Набор заданий >>
1 – Какими понятиями, согласно тексту об инновационном обществе, оперирует историческая модель М. Фуко?
2 – Выпишите из текста об инновационном обществе фрагмент, который открывается словами, содержащими «О. Б. Соловьёв», и завершается словами «долгам государственных корпораций.».

Исходный текст >>
--
О. Б. Соловьёв

 

ИННОВАЦИОННОЕ ОБЩЕСТВО:

МЕЖДУ НАДЗИРАНИЕМ И КОНТРОЛЕМ

 

            Постиндустриальное экономическое развитие осуществляется только в том в обществе, в котором инновации и инновационное мышление представляют реальное качество повседневной жизни, а не фиктивную ценность идеологии. Именно субъект власти решает, что нужно знать, какие инновации нужны обществу, на кого они «работают»: делают ли они богатых ещё богаче, а бедных беднее. Вместе с тем необходимо также понимать, что это за общество, в котором инновации обеспечивают свободное развитие, а не один только потребительский бум, стимулируемый кредитами и ведущий к обнищанию масс в случае девальвации национальной валюты и дефолта по долгам государственных корпораций.

            В побуждении к инновационной деятельности суммируются два вектора – вектор собственно экономического развития общества и вектор реализации властных технологий. Первое в отечественной традиции было принято характеризовать в терминах социально-исторической теории К. Маркса, позднее – экономических моделей Дж. М. Кейнса, Ф. фон Хайека и М. Фридмена. Технологии реализации власти стали предметом политической науки, возникшей на постсоветском пространстве по образцу западных исследовательских проектов. Воспользуемся исторической моделью М. Фуко, оперирующей понятиями суверенитета, дисциплины и контроля.

            Согласно М.Фуко, общества дисциплины приходят на смену обществ суверенитета в XVIII и XIX вв. и расцвет их приходится на эпоху, непосредственно предшествующую мировым войнам. В отличие от обществ суверенитета, дисциплинарные общества ориентированы не только и не столько на сбор налогов с населения страны, сколько на организацию фабричного производства и сопутствующих ему гигантских пространств изоляции, отношения между людьми в которых строго регламентированы, закрыты, не подвержены пересмотру и изучению и вообще не являются предметом обсуждения. Власть таким образом организует эти пространства, что человек проводит в них большую часть своей жизни: с детства семья и школа ограничивают круг его общения и, в известной степени, подчиняют своему уставу, который, как и устав воинской службы, выверяет  поведение в соответствии с казарменным распорядком, исключающим тлетворное влияние улиц и площадей. Тюрьма и больница – пространства изоляции, что называется, par excellence. Однако идеальным изоляционным проектом выступает заводское или фабричное производство, которое концентрирует и распределяет пространство и упорядочивает время с целью такого расположения производительных сил в пространственно-временном континууме, чтобы полученный результат превышал сумму изначальных сил.
--
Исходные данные

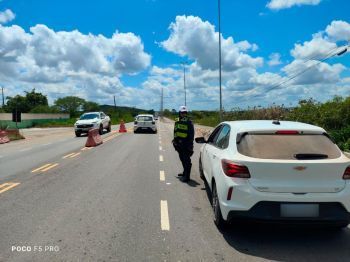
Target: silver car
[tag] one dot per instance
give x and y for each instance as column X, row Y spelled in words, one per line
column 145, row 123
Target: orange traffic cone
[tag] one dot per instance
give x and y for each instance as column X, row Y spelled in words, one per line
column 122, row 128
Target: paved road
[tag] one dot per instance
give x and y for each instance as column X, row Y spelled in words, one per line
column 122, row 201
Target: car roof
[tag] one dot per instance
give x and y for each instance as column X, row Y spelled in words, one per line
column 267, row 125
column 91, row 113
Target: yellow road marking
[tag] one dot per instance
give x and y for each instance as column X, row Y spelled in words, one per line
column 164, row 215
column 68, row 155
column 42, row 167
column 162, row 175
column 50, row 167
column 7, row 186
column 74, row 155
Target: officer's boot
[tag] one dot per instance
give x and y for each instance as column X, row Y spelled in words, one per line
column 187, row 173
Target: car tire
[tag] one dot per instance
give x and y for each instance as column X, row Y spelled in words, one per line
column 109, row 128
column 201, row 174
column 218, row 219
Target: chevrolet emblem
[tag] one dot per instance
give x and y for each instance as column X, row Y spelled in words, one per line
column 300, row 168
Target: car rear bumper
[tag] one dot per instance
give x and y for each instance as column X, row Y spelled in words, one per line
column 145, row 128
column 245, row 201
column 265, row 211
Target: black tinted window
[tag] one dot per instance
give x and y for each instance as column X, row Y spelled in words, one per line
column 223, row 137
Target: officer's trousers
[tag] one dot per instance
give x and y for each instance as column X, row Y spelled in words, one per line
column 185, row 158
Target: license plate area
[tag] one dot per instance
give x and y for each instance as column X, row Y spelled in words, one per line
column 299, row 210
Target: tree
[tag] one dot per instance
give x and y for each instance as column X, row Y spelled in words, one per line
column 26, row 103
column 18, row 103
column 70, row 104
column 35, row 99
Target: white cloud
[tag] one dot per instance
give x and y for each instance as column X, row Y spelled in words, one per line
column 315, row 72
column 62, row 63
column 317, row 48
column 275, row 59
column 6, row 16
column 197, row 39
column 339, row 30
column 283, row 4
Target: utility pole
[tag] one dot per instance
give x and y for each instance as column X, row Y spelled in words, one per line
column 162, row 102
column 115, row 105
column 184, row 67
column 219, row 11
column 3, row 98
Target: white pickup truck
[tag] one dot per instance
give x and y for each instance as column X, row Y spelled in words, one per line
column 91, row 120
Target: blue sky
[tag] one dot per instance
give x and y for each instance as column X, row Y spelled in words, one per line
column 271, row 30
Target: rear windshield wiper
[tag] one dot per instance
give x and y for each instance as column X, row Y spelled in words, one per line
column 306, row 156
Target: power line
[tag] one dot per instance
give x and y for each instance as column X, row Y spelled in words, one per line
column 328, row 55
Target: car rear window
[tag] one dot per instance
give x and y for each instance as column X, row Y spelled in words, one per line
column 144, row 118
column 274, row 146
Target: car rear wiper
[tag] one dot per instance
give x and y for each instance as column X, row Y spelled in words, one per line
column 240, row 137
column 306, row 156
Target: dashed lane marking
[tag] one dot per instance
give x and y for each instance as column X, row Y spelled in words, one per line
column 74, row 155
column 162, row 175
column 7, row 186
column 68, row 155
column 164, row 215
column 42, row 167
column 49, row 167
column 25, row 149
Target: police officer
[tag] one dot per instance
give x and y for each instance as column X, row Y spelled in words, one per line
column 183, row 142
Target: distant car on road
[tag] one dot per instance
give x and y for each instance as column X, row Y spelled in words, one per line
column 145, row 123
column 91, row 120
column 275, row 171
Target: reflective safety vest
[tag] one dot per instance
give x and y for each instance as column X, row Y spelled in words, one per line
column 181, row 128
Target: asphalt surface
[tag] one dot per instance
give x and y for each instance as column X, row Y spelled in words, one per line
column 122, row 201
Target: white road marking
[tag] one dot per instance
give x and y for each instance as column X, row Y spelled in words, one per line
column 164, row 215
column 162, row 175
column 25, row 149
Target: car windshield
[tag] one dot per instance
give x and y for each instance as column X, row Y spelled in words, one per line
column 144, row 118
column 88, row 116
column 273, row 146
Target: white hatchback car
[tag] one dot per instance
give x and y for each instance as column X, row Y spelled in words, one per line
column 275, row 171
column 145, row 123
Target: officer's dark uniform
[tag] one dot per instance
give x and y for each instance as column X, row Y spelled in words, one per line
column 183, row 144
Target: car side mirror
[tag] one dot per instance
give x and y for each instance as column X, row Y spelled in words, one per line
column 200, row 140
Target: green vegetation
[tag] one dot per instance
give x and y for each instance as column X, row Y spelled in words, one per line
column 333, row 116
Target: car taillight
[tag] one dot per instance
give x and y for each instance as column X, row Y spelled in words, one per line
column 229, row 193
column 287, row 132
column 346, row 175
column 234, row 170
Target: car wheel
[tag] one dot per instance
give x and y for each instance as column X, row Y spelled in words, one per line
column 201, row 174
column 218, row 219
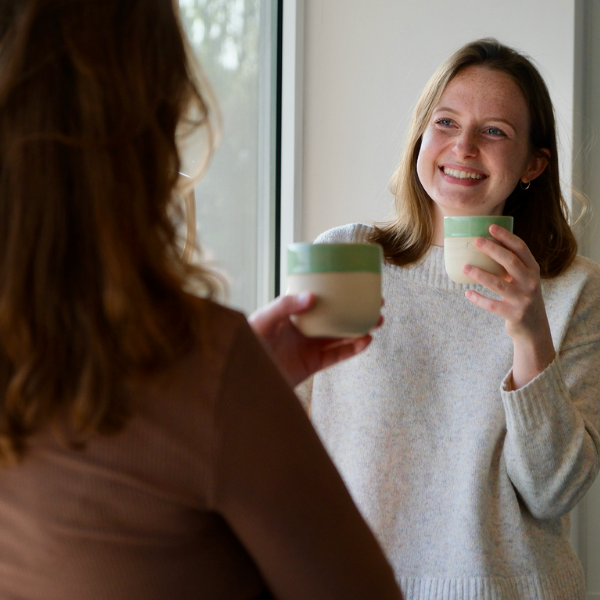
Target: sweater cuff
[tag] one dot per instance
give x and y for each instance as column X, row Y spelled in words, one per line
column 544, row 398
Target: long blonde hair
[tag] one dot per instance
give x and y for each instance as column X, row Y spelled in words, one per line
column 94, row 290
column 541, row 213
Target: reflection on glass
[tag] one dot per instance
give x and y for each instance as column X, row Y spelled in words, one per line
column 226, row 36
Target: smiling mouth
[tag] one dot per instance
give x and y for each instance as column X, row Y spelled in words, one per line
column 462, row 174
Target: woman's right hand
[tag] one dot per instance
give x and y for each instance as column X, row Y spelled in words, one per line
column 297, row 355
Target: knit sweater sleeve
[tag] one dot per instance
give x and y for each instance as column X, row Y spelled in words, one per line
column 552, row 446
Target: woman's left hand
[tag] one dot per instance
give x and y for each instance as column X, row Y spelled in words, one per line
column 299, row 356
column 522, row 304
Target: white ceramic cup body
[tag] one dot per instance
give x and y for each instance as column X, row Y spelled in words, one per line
--
Решения задач >>
1 – Понятиями суверенитета, дисциплины и контроля.

2 –
О. Б. Соловьёв

 

ИННОВАЦИОННОЕ ОБЩЕСТВО:

МЕЖДУ НАДЗИРАНИЕМ И КОНТРОЛЕМ

 

            Постиндустриальное экономическое развитие осуществляется только в том в обществе, в котором инновации и инновационное мышление представляют реальное качество повседневной жизни, а не фиктивную ценность идеологии. Именно субъект власти решает, что нужно знать, какие инновации нужны обществу, на кого они «работают»: делают ли они богатых ещё богаче, а бедных беднее. Вместе с тем необходимо также понимать, что это за общество, в котором инновации обеспечивают свободное развитие, а не один только потребительский бум, стимулируемый кредитами и ведущий к обнищанию масс в случае девальвации национальной валюты и дефолта по долгам государственных корпораций.